## TASKS
a. Which member variable does the commit diff on simplifying finish reasons handling remove from DecoderState?
b. Continue the commit diff on simplifying finish reasons handling in DecoderState from its last line.

## QUOTED PASSAGE
☆ ☆ ☆ ☆

[None][refactor] Simplify finish reasons handling in DecoderState (#6524)

Funatiq · web-flow · commit 918fedf952dd · 2025-08-02T07:17:43.000+02:00
Signed-off-by: Robin Kobus &lt;19427718+Funatiq@users.noreply.github.com&gt;
diff --git a/cpp/include/tensorrt_llm/runtime/decoderState.h b/cpp/include/tensorrt_llm/runtime/decoderState.h
@@ -71,7 +71,7 @@ class DecoderState
     //! @returns [batchSize], number of finished sequences per request, on gpu
     [[nodiscard]] TensorPtr getFinishedSum() const;
 
-    //! @returns [batchSize, beamWidth], FinishedState value, on gpu
+    //! @returns [batchSize, beamWidth], finished states of type FinishedState, on gpu
     [[nodiscard]] TensorPtr getFinishReasons() const;
 
     //! @returns [batchSize, maxBeamWidth, maxInputLength + maxNewTokens], contains input token ids and generated token
@@ -134,9 +134,6 @@ class DecoderState
     //! @returns [batchSize, maxAcceptedDraftTokensPerStep], accepted paths packed into continuous tensor, on gpu
     [[nodiscard]] TensorPtr getAcceptedPackedPaths() const;
 
-    //! @returns [maxTokensPerStep, batchSize, beamWidth], finished states of type FinishedState, on gpu
-    [[nodiscard]] TensorPtr getFinishedSteps() const;
-
     [[nodiscard]] SizeType32 getMaxBatchSize() const;
 
     [[nodiscard]] SizeType32 getMaxBeamWidth() const;
@@ -221,10 +218,6 @@ class DecoderState
     //! @brief Stateful outputs for the decoder. Allocated for maxBatchSize slots.
     DecodingOutputPtr mJointDecodingOutput;
 
-    //! @brief [maxTokensPerStep, batchSize, beamWidth] finished states of type FinishedState for each generated token
-    //! of maxTokensPerStep, on gpu
-    TensorPtr mFinishedSteps;
-
     //! @brief Workspace for beam search in streaming mode.
     std::unique_ptr<BeamSearchBuffers> mBeamSearchBuffers;
 
diff --git a/cpp/tensorrt_llm/batch_manager/createNewDecoderRequests.cpp b/cpp/tensorrt_llm/batch_manager/createNewDecoderRequests.cpp
@@ -272,22 +272,8 @@ void CreateNewDecoderRequests::newRequest(SizeType32 batchSlot, runtime::decoder
         manager.setZero(*newTokensVec);
     }
 
-    // FIXME: we call setZero mMaxDecodingEngineTokens times for only 1 element
-    for (SizeType32 ti = 0; ti < decoderState.getMaxDecodingEngineTokens(); ++ti)

☆ ☆ ☆ ☆

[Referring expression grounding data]
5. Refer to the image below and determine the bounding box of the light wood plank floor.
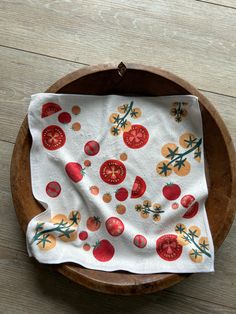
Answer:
[0,0,236,314]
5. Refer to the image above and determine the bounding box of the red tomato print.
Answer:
[123,124,149,149]
[86,216,101,232]
[79,231,88,241]
[93,240,115,262]
[46,181,61,197]
[41,102,61,118]
[84,141,100,156]
[42,125,66,150]
[106,217,124,237]
[156,234,183,262]
[100,159,126,185]
[115,188,129,202]
[65,162,84,183]
[183,202,199,219]
[58,112,71,124]
[180,194,195,208]
[162,183,181,201]
[134,234,147,249]
[131,176,146,198]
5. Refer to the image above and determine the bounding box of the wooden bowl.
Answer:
[11,64,236,295]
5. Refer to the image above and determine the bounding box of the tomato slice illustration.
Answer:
[41,102,62,118]
[123,124,149,149]
[131,176,146,198]
[156,234,183,262]
[100,159,126,185]
[42,125,66,150]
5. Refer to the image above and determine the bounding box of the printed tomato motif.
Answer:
[65,162,84,183]
[162,183,181,201]
[58,112,71,124]
[100,159,126,185]
[123,124,149,149]
[180,194,195,208]
[131,176,146,198]
[106,217,124,237]
[183,202,199,219]
[42,125,66,150]
[156,234,183,262]
[41,102,62,118]
[84,141,100,156]
[86,216,101,232]
[133,234,147,249]
[46,181,61,198]
[93,239,115,262]
[115,188,129,202]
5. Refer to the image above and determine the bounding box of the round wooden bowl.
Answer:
[11,64,236,295]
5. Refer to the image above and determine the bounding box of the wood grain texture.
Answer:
[0,0,236,96]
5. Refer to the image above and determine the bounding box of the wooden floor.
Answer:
[0,0,236,314]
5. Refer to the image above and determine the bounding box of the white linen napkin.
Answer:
[27,93,214,274]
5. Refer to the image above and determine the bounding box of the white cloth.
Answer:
[27,93,214,274]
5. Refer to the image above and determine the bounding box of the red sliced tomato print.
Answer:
[115,188,129,202]
[41,102,61,118]
[131,176,146,198]
[134,234,147,249]
[156,234,183,262]
[46,181,61,197]
[58,112,71,124]
[42,125,66,150]
[65,162,84,183]
[106,217,124,237]
[183,202,199,219]
[100,159,126,185]
[180,194,195,208]
[79,231,88,241]
[84,141,100,156]
[123,124,149,149]
[162,183,181,201]
[93,239,115,262]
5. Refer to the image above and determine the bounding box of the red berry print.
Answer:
[123,124,149,149]
[100,159,126,185]
[79,231,88,241]
[46,181,61,198]
[134,234,147,249]
[162,183,181,201]
[42,125,66,150]
[65,162,84,183]
[106,217,124,237]
[58,112,71,124]
[180,194,195,208]
[156,234,183,262]
[86,216,101,232]
[131,176,146,198]
[41,102,62,118]
[93,239,115,262]
[84,141,100,156]
[115,188,129,202]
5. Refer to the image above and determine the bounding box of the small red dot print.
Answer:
[79,231,88,241]
[46,181,61,198]
[84,141,100,156]
[58,112,71,124]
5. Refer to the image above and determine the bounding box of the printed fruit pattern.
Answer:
[156,234,183,262]
[31,211,81,251]
[109,101,141,136]
[175,223,211,263]
[156,133,202,177]
[93,239,115,262]
[170,101,188,122]
[135,200,165,222]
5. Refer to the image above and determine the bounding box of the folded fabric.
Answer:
[27,93,214,274]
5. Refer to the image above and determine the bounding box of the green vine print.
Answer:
[175,223,211,263]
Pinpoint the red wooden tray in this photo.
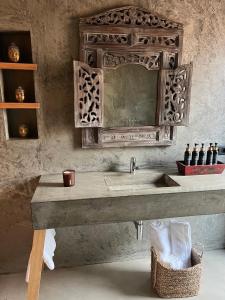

☆ ☆ ☆ ☆

## EXERCISE ANSWERS
a. mFinishedSteps

b.
-    {
-        TensorPtr const finishedStepsView = ITensor::slice(decoderState.getFinishedSteps(), ti, 1);
-        finishedStepsView->squeeze(0);
-        TensorPtr const finishedSteps = ITensor::slice(finishedStepsView, batchSlot, 1);
-        if (ti < numDecodingEngineTokens)
-        {
-            manager.setZero(*finishedSteps);
-        }
-        else
-        {
-            runtime::kernels::invokeFill(
-                *finishedSteps, tk::FinishedState::skipDecoding().toUnderlying(), decoderStream);
-        }
-    }
+    TensorPtr const finishedStepsSlice = ITensor::slice(decoderState.getFinishReasons(), batchSlot, 1);
+    manager.setZero(*finishedStepsSlice);
 
     // cumLogProb is mandatory for beamWidth > 1
     if ((samplingConfig.cumLogProbs.has_value() && samplingConfig.cumLogProbs->at(0)) || beamWidth > 1)
diff --git a/cpp/tensorrt_llm/nanobind/runtime/bindings.cpp b/cpp/tensorrt_llm/nanobind/runtime/bindings.cpp
@@ -255,7 +255,6 @@ void initBindings(nb::module_& m)
         .def_prop_ro("next_draft_tokens_lengths", &tr::decoder::DecoderState::getNextDraftTokensLengths)
         .def_prop_ro("accepted_lengths_cum_sum", &tr::decoder::DecoderState::getAcceptedLengthsCumSum)
         .def_prop_ro("accepted_packed_paths", &tr::decoder::DecoderState::getAcceptedPackedPaths)
-        .def_prop_ro("finished_steps", &tr::decoder::DecoderState::getFinishedSteps)
         .def_prop_ro("max_beam_width", &tr::decoder::DecoderState::getMaxBeamWidth)
         .def_prop_ro("max_sequence_length", &tr::decoder::DecoderState::getMaxSequenceLength)
         .def_prop_ro("max_decoding_decoder_tokens", &tr::decoder::DecoderState::getMaxDecodingDecoderTokens)
diff --git a/cpp/tensorrt_llm/pybind/runtime/bindings.cpp b/cpp/tensorrt_llm/pybind/runtime/bindings.cpp
@@ -349,7 +349,6 @@ void initBindings(pybind11::module_& m)
         .def_property_readonly("next_draft_tokens_lengths", &tr::decoder::DecoderState::getNextDraftTokensLengths)
         .def_property_readonly("accepted_lengths_cum_sum", &tr::decoder::DecoderState::getAcceptedLengthsCumSum)
         .def_property_readonly("accepted_packed_paths", &tr::decoder::DecoderState::getAcceptedPackedPaths)
-        .def_property_readonly("finished_steps", &tr::decoder::DecoderState::getFinishedSteps)
         .def_property_readonly("max_beam_width", &tr::decoder::DecoderState::getMaxBeamWidth)
         .def_property_readonly("max_sequence_length", &tr::decoder::DecoderState::getMaxSequenceLength)
         .def_property_readonly("max_decoding_decoder_tokens", &tr::decoder::DecoderState::getMaxDecodingDecoderTokens)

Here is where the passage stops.